▸ **STORED DATA**:
[Start of section]
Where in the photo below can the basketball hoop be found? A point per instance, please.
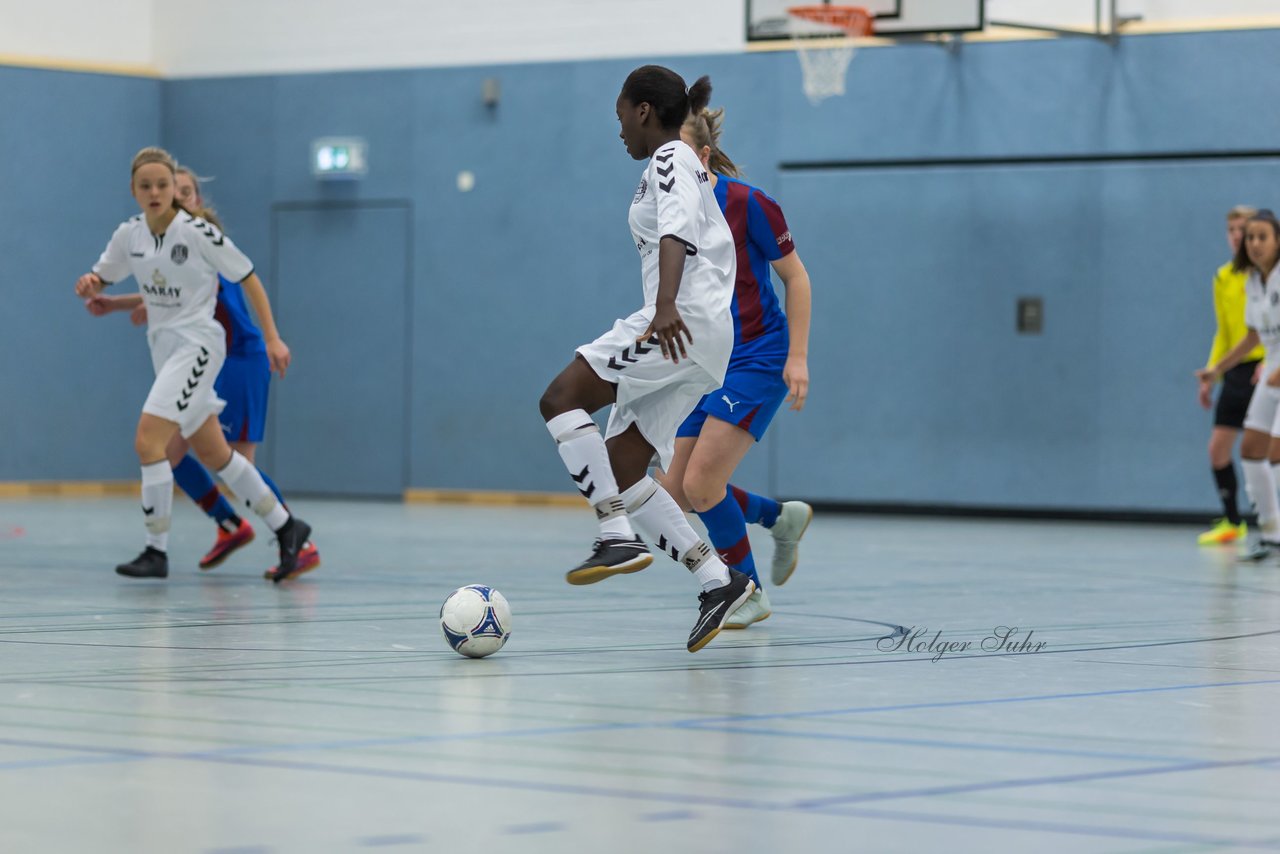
(821, 36)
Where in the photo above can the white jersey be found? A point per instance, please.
(1262, 311)
(675, 199)
(177, 274)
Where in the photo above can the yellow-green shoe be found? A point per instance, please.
(1224, 531)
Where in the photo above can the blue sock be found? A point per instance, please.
(273, 487)
(196, 482)
(757, 510)
(726, 526)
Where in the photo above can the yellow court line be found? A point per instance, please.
(69, 489)
(131, 488)
(493, 498)
(81, 65)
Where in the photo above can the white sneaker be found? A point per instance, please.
(755, 608)
(792, 520)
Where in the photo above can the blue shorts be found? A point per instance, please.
(243, 383)
(750, 397)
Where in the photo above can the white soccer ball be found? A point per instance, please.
(475, 620)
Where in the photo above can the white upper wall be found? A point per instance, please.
(192, 39)
(1077, 13)
(268, 36)
(78, 32)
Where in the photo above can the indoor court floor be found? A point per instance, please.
(1129, 706)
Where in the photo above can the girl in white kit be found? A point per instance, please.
(176, 259)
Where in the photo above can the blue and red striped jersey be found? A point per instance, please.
(243, 337)
(760, 236)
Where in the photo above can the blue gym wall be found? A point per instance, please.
(922, 389)
(71, 386)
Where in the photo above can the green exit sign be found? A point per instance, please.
(339, 158)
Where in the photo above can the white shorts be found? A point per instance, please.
(1264, 407)
(183, 389)
(654, 393)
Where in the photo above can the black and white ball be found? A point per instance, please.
(475, 620)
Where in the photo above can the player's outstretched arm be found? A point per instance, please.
(1230, 360)
(88, 286)
(799, 307)
(277, 351)
(101, 304)
(667, 323)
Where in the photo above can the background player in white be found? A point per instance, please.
(656, 364)
(1260, 451)
(177, 259)
(243, 383)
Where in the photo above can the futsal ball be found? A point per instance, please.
(475, 620)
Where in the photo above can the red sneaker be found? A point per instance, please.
(309, 558)
(227, 543)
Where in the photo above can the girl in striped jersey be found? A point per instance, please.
(177, 259)
(1258, 256)
(768, 365)
(243, 384)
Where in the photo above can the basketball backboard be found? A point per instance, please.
(767, 19)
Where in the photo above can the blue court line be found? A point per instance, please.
(347, 744)
(536, 827)
(670, 816)
(938, 743)
(388, 839)
(965, 788)
(817, 805)
(990, 700)
(1052, 827)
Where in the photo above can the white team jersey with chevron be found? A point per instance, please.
(177, 273)
(1262, 311)
(675, 199)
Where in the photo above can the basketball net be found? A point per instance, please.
(821, 36)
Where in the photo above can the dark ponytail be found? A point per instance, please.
(1242, 263)
(699, 95)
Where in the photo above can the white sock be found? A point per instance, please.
(581, 447)
(247, 484)
(158, 502)
(664, 524)
(1262, 485)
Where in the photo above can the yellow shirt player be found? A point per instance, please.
(1233, 400)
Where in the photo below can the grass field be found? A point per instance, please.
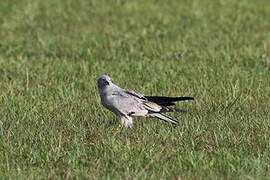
(53, 126)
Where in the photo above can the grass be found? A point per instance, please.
(52, 125)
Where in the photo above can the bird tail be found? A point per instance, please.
(167, 101)
(164, 117)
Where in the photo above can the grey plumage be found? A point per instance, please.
(127, 104)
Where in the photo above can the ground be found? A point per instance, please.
(53, 126)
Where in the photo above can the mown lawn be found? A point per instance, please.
(52, 125)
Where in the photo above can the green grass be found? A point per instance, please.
(53, 126)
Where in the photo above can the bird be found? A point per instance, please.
(127, 104)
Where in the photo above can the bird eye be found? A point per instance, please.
(106, 82)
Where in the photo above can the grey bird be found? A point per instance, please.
(128, 104)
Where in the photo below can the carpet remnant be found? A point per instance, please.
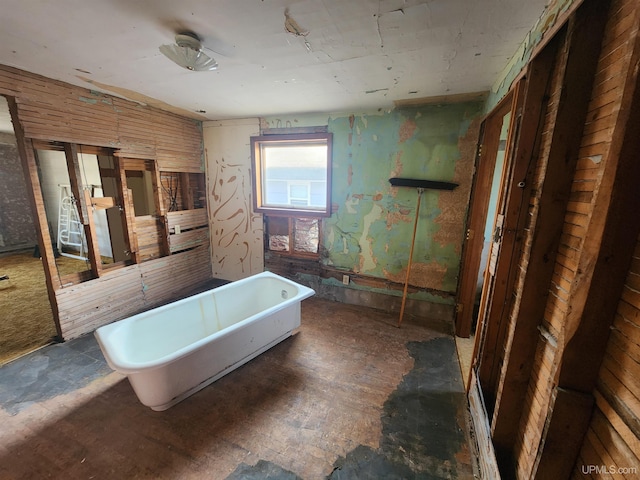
[End of section]
▸ **TASK BRIEF**:
Copy out only the lines from the one containing "Where in the photo above can the bird be" to the end of the entries, unchanged. Drop the pictures.

▸ **COMPLETED TASK**:
Where in the photo above can the bird be found? A point per instance, please.
(127, 104)
Where in the photo above can the bird eye be found? A point per instance, please.
(106, 82)
Where in the photo above can the grey bird be found? A point per instance, please.
(128, 104)
Where in the photo below can the carpet remnant be found? A point per instance, please.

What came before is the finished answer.